Items from a dataset:
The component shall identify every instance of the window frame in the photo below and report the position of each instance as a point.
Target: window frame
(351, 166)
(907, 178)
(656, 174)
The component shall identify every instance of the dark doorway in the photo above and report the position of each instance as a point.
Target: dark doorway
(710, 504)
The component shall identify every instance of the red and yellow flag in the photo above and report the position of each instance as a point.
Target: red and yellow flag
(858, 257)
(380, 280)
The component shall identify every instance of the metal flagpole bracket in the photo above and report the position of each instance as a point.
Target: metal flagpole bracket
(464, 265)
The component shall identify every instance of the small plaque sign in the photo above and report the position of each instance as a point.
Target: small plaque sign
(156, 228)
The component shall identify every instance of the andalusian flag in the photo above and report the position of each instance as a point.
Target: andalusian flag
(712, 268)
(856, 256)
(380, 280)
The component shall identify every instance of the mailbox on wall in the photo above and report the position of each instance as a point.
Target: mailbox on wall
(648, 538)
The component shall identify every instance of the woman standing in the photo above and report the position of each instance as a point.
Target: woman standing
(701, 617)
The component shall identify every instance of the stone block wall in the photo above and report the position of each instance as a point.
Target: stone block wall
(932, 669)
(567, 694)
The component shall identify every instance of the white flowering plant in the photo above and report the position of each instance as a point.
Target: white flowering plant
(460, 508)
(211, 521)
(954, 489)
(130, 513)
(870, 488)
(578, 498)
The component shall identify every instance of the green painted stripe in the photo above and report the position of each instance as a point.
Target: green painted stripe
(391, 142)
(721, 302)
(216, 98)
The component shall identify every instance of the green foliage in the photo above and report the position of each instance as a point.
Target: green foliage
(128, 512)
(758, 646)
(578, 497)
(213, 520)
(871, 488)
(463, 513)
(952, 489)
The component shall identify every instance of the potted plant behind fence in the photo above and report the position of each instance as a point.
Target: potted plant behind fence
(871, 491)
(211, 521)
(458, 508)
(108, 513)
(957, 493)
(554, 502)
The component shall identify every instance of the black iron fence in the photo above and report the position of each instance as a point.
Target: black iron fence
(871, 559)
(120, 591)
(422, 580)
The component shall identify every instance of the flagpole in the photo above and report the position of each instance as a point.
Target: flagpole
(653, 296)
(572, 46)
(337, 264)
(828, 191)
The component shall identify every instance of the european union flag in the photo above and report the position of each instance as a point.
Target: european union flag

WHAT YOU ARE ASKED TO DO: Write out the whole listing again. Match it word for word.

RESPONSE TO THIS TASK:
The component shall identify every instance of the window frame in the photo below and report the position of each instance as a point.
Target: window frame
(351, 166)
(907, 178)
(656, 174)
The component shall identify every instance of the dark doorway in the photo above and report the position of each instance as a point.
Target: dark doorway
(710, 504)
The component shall identify every instance of the red and yellow flag in the photo above and report the position of each instance as a point.
Target: red and yellow flag
(858, 257)
(380, 280)
The component shall identify every instance of the metal flagpole bracket in the photo above and report the position of each instance as a point.
Target: metal flagpole bracket
(464, 265)
The component shall identify every instance of the small plaque sign in the photo above and report the position of each instance as a point.
Target: small plaque sign
(156, 228)
The component shall identify every instance of the andalusian flag in the photo above and report the position of each instance as a point.
Target: andalusian flag
(712, 268)
(856, 256)
(380, 280)
The component shall identify every instance of the mailbox on wall in the photo above and report the position of each instance as a point.
Target: mailbox on wall
(648, 538)
The component shall identify every instance of the woman standing in the photo above and report the position of each instance as a point.
Target: woman standing
(701, 617)
The component shall identify every instance of the stone block wall in the photo above and report the position of each instance as a point.
Target: stone block wall
(932, 669)
(567, 694)
The component shall identify every instance of the white flowering plant in the photo above and report the position of each instance as a point.
Target: white flowering plant
(460, 508)
(211, 521)
(954, 489)
(130, 513)
(870, 488)
(578, 498)
The component shall identify every instance of the green painted stripe in the photo above and report the position of each instance as a point.
Target: green painted stripe
(391, 142)
(721, 302)
(216, 98)
The component shall identify every instance of the green foliage in the photo above and report the position of each instance as a point.
Target: green foliage
(128, 512)
(758, 646)
(578, 497)
(213, 520)
(871, 488)
(463, 513)
(952, 489)
The component shall identify every instance of the potted plant behind fence in the photo above and report the position of each instance as a point.
Target: potted plant behind fence
(871, 491)
(211, 521)
(458, 508)
(108, 513)
(957, 493)
(554, 502)
The component shall identify every instance of the black iron fence in the photo above and report the position of each instance as a point.
Target: black iron fence
(871, 559)
(120, 591)
(422, 580)
The component shall identify every instance of the flagpole in the photo above and report the position of each instance as a point.
Target: flagpole
(653, 296)
(572, 46)
(337, 264)
(828, 191)
The component shall identify every instance of the european union flag in the photo above and report the position of each instance as a point.
Target: european union flag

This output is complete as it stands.